## EXERCISES TO COMPLETE
A) Reproduce the HMO article word for word from "The financial troubles" to "its present officers.".
B) According to the HMO article, what actions did the incumbent president of Caritas take in response to the claims? List each one.

[begin DOCUMENT EXTRACT]

Close supervision of HMOs

The financial troubles that Caritas Health Shield Inc., one of the country’s biggest health maintenance organizations (HMO), is reportedly going through are causing jitters to its 600,000 or so policyholders.

Two of its former presidents claim Caritas does not have sufficient funds to meet its contractual obligations to its policyholders. They have asked the Insurance Commission (IC) to take action against its present officers.

The incumbent president has denied this allegation and assured its policyholders that the company has enough funds to meet its financial requirements. He criticized though his predecessors for blocking the company’s recapitalization efforts.

Commenting on this issue, Insurance Commissioner Dennis Funa said the company had to raise at least P150 million in fresh capital to enable it to comply with the IC’s funding standards.

Caritas is in a tight fix. It wants to increase its authorized capital stock but it cannot get the required stockholder approval for that purpose because a former president who owns substantial stocks has withheld his vote until after he is fully apprised of the company’s financial condition.

[end DOCUMENT EXTRACT]
[begin EXTRACTED RECORDS]

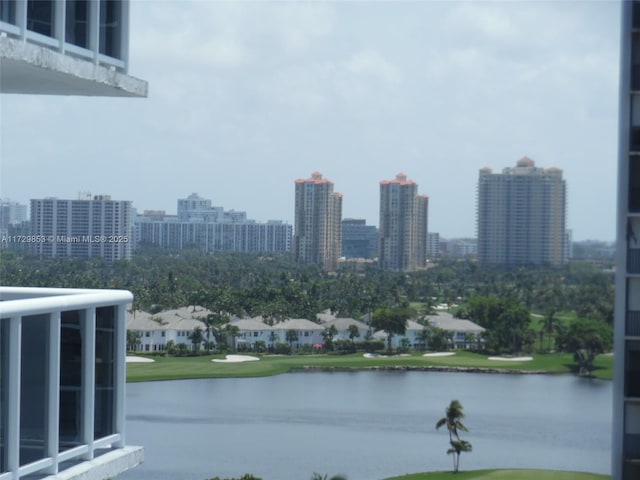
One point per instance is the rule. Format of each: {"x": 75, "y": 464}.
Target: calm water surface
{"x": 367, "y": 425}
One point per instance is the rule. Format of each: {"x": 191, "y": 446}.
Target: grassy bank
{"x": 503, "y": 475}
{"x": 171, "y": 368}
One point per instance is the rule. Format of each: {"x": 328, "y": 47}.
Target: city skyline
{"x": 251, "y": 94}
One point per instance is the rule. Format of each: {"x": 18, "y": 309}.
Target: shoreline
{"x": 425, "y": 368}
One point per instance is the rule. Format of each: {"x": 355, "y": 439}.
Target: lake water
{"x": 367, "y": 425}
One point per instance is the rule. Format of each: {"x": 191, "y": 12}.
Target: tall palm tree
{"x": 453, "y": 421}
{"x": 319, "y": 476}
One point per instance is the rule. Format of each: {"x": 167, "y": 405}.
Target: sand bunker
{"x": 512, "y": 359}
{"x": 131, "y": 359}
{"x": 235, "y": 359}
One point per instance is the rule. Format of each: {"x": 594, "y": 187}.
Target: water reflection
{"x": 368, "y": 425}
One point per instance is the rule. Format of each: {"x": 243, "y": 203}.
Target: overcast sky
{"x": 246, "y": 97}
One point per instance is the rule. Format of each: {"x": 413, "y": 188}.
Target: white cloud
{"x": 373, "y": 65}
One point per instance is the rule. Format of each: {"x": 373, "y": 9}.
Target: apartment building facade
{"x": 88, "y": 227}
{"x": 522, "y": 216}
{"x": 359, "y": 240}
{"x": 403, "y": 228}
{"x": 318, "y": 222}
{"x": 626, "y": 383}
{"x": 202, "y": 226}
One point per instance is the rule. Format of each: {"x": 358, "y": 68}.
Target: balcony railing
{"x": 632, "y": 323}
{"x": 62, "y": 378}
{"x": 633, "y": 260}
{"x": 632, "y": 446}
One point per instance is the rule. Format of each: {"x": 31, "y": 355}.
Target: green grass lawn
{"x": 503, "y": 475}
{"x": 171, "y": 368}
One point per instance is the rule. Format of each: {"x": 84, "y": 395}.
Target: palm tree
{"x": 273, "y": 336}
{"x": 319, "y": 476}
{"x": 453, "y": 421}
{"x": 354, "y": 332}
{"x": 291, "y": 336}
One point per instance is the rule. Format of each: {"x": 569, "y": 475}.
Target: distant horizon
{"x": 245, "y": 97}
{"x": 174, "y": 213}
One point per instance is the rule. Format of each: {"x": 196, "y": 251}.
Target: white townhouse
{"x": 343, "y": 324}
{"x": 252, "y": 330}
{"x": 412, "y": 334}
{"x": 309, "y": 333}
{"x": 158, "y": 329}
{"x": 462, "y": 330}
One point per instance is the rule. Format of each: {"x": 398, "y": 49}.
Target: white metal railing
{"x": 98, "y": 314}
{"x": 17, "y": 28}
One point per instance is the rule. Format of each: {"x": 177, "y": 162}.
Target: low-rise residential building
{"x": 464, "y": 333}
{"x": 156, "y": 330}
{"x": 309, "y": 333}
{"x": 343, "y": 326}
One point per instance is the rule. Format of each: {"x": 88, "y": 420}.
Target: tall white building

[end EXTRACTED RECORDS]

## SET OF ANSWERS
A)
The financial troubles that Caritas Health Shield Inc., one of the country’s biggest health maintenance organizations (HMO), is reportedly going through are causing jitters to its 600,000 or so policyholders.

Two of its former presidents claim Caritas does not have sufficient funds to meet its contractual obligations to its policyholders. They have asked the Insurance Commission (IC) to take action against its present officers.

B)
- Denied the allegation that Caritas lacks sufficient funds to meet its contractual obligations to its policyholders
- Assured policyholders that the company has enough funds to meet its financial requirements
- Criticized his predecessors for blocking the company's recapitalization efforts